VOTRE OBJECTIF: Recopiez mot pour mot l'intégralité du texte sur Germain Grangier présenté ci-dessous.

TEXTE FOURNI:
Interviews

Sur la route de Germain Grangier

En croisant la route des meilleurs athlètes français, on en apprend sans cesse sur ce sport et ces disciplines qui nous rassemblent. Ce nouveau format d'entretiens "express" retranscrit nos échanges avec les coureurs et coureuses que RUN'IX a croisé sur la route.

Il est l'un des meilleurs ultra-trailers français et son nom figure désormais dans l'histoire des plus grandes courses du globe, Germain Grangier nous parle de son parcours et de sa vision de l'entraînement à l'occasion d'un entrevue à la Sphaera House, un évènement organisé par son partenaire Oakley, à Paris.

Tu es l’auteur d’une saison 2023 exceptionnelle, avec notamment une 3ème place sur l’Ultra-Trail du Mont-Blanc derrière les deux américains Jim Walmsley et Zach Miller, ainsi qu’une 2ème place sur la célèbre Diagonale des Fous à la Réunion. Où en es-tu dans ton processus de récupération aujourd’hui ?

ENREGISTREMENTS LISTÉS:
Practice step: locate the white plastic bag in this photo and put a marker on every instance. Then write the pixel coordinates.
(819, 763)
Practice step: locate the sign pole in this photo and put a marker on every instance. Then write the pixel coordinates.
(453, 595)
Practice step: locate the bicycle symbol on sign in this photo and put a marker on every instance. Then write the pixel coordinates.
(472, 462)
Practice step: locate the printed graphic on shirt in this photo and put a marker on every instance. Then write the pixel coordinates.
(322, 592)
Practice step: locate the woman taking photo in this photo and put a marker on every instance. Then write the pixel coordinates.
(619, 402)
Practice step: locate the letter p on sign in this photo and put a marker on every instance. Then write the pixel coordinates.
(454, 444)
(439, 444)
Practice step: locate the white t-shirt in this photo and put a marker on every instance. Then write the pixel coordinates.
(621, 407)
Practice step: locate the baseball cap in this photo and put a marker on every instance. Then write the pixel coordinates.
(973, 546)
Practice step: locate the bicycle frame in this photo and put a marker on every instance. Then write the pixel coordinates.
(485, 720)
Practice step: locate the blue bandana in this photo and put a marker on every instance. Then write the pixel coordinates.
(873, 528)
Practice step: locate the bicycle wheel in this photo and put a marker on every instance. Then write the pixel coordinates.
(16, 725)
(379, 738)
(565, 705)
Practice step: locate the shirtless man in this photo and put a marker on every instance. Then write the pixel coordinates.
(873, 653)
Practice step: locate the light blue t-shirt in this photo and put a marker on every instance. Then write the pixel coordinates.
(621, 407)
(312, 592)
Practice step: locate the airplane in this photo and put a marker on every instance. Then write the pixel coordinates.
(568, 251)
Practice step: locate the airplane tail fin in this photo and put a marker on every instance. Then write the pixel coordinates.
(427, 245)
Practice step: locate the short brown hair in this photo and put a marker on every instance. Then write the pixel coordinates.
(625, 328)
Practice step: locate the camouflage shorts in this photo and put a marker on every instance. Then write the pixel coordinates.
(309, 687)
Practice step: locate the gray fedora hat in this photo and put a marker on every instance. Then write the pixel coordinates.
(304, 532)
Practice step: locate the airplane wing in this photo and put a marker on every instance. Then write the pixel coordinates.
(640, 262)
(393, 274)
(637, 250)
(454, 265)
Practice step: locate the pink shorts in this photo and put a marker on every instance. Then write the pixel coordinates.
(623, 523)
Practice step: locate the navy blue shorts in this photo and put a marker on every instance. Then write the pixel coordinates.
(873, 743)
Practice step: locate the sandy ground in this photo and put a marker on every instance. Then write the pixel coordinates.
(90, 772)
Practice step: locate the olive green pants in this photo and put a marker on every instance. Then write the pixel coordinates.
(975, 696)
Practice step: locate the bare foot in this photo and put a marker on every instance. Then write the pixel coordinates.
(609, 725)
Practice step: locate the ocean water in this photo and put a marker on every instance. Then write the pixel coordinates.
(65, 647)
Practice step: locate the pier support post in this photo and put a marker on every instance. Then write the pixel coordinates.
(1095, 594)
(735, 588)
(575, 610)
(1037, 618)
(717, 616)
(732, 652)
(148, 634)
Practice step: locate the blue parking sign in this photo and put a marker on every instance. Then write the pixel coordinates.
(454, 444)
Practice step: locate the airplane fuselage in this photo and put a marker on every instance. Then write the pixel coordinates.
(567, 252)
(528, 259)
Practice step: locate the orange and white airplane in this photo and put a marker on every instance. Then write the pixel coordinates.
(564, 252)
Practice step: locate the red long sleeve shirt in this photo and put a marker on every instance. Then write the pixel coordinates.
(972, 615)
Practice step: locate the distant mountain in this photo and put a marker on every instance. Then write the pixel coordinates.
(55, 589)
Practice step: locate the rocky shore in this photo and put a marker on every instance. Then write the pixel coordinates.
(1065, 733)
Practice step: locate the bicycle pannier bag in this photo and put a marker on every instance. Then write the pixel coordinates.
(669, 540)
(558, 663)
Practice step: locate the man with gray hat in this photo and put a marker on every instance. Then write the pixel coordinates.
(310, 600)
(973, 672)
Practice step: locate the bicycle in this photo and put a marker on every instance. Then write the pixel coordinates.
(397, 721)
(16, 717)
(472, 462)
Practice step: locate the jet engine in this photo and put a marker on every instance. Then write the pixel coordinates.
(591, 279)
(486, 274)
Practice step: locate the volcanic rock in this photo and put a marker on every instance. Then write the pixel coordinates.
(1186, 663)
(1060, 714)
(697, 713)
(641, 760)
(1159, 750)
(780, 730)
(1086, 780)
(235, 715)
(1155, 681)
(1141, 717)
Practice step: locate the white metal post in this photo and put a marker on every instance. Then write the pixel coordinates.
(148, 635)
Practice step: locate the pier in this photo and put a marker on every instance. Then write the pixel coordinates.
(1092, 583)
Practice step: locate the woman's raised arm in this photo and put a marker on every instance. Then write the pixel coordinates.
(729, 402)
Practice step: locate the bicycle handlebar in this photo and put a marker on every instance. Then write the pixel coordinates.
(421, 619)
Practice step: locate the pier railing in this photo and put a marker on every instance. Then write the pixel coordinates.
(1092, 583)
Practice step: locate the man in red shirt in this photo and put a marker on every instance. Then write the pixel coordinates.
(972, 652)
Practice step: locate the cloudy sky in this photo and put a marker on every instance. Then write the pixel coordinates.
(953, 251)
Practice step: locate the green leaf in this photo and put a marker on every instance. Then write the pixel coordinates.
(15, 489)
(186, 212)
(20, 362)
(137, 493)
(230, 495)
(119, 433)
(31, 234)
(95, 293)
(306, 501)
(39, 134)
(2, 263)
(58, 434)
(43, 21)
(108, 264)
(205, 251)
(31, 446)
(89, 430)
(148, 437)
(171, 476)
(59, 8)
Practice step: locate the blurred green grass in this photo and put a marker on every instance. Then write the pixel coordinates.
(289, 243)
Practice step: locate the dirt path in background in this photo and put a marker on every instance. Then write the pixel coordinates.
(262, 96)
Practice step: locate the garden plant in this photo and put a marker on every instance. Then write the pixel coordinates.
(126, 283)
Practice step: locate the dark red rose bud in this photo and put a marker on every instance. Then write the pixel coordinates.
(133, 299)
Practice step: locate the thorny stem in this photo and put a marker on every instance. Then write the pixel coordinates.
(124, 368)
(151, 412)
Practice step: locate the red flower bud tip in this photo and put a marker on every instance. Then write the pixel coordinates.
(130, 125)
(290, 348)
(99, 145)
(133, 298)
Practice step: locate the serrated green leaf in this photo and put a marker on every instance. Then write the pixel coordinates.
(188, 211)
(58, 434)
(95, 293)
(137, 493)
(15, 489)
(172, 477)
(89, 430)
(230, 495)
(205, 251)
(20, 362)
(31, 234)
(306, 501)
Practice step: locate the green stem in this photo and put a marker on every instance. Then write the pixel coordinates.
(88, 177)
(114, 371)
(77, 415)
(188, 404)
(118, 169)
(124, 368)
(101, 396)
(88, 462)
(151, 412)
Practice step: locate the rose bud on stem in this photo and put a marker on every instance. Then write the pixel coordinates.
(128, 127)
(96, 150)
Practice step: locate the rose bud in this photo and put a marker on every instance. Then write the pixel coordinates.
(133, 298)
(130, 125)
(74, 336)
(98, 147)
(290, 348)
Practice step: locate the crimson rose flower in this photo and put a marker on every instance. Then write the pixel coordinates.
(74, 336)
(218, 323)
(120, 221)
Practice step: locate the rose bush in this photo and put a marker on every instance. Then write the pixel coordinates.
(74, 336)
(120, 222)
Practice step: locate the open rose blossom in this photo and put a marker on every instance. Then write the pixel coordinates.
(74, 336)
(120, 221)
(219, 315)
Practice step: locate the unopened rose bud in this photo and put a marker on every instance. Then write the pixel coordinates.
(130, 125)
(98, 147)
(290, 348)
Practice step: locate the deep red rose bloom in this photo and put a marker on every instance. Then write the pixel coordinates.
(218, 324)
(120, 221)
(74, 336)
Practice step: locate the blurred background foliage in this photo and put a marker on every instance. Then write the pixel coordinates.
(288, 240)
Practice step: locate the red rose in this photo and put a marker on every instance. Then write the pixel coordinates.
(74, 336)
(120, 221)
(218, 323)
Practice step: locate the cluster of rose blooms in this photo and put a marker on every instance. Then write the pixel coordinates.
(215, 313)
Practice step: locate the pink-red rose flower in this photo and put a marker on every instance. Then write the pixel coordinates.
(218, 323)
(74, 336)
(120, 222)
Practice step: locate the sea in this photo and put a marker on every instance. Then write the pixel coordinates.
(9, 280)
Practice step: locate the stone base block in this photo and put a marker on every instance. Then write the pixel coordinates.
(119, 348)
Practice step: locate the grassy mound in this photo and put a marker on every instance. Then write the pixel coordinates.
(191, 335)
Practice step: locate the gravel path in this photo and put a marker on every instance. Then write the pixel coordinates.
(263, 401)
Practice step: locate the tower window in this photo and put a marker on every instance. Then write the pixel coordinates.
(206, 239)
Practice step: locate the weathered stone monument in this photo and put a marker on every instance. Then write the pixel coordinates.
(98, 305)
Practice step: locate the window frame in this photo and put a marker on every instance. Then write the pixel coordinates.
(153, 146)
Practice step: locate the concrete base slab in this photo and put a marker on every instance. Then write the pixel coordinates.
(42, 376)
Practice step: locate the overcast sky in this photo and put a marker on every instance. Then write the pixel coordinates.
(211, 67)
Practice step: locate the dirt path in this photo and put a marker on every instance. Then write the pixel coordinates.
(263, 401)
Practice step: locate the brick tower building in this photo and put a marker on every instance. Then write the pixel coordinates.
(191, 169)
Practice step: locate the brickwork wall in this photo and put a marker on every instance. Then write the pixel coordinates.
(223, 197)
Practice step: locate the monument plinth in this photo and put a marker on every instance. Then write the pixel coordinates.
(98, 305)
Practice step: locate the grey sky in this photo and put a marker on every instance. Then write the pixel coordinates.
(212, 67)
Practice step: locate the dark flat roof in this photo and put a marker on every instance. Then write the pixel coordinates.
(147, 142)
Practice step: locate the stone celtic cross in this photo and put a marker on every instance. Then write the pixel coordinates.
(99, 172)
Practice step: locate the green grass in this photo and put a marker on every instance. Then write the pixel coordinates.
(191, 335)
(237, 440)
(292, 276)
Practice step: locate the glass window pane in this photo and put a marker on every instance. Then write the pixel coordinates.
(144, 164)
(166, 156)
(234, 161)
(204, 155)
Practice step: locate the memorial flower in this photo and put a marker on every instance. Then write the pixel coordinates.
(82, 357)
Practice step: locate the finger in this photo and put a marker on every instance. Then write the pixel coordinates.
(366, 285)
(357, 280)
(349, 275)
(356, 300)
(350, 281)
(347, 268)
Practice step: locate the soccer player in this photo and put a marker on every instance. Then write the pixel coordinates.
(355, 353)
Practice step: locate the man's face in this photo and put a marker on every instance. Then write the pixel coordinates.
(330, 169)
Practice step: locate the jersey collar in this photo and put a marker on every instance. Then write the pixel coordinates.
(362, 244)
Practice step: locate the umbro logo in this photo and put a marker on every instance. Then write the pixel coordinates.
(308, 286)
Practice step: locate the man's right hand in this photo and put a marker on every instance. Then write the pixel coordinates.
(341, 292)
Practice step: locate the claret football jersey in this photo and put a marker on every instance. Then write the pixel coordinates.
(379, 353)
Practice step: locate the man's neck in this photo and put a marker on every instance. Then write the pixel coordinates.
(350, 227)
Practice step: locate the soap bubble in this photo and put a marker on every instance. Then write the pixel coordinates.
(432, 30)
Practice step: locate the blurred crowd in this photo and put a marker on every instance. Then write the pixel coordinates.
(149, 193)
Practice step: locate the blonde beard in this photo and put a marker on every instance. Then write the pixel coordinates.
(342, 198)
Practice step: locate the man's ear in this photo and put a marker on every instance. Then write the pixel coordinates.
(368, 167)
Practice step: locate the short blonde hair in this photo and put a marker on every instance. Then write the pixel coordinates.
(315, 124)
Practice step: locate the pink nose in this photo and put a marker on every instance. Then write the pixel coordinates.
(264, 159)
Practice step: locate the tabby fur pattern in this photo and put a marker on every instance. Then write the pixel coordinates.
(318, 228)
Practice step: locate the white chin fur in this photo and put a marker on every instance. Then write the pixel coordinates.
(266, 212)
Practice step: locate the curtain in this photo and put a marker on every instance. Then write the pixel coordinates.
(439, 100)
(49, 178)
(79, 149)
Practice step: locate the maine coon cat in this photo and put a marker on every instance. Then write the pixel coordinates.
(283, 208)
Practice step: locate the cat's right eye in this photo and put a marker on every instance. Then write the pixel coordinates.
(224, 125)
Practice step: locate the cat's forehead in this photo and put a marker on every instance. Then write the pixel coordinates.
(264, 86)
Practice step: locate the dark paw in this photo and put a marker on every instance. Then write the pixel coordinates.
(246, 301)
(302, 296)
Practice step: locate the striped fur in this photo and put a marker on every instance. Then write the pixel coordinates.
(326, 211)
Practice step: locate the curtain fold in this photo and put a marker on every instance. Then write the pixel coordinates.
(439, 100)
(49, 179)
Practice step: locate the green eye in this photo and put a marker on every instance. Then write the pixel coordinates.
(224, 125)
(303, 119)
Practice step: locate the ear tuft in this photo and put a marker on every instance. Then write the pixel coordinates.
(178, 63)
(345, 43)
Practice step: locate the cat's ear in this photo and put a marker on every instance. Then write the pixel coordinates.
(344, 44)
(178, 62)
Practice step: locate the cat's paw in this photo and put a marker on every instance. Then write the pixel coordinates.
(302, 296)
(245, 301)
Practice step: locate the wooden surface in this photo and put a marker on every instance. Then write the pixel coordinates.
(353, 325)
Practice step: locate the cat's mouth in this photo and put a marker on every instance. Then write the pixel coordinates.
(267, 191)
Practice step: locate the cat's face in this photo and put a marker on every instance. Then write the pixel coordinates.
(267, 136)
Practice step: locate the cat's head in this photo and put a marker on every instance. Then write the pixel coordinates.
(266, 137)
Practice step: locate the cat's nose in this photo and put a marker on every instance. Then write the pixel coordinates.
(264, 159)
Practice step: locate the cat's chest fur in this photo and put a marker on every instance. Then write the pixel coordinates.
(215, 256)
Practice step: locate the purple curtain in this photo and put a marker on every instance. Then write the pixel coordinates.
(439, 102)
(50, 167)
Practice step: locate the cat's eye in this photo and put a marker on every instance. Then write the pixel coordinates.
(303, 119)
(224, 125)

SOLUTION PROPOSÉE:
Interviews

Sur la route de Germain Grangier

En croisant la route des meilleurs athlètes français, on en apprend sans cesse sur ce sport et ces disciplines qui nous rassemblent. Ce nouveau format d'entretiens "express" retranscrit nos échanges avec les coureurs et coureuses que RUN'IX a croisé sur la route.

Il est l'un des meilleurs ultra-trailers français et son nom figure désormais dans l'histoire des plus grandes courses du globe, Germain Grangier nous parle de son parcours et de sa vision de l'entraînement à l'occasion d'un entrevue à la Sphaera House, un évènement organisé par son partenaire Oakley, à Paris.

Tu es l’auteur d’une saison 2023 exceptionnelle, avec notamment une 3ème place sur l’Ultra-Trail du Mont-Blanc derrière les deux américains Jim Walmsley et Zach Miller, ainsi qu’une 2ème place sur la célèbre Diagonale des Fous à la Réunion. Où en es-tu dans ton processus de récupération aujourd’hui ?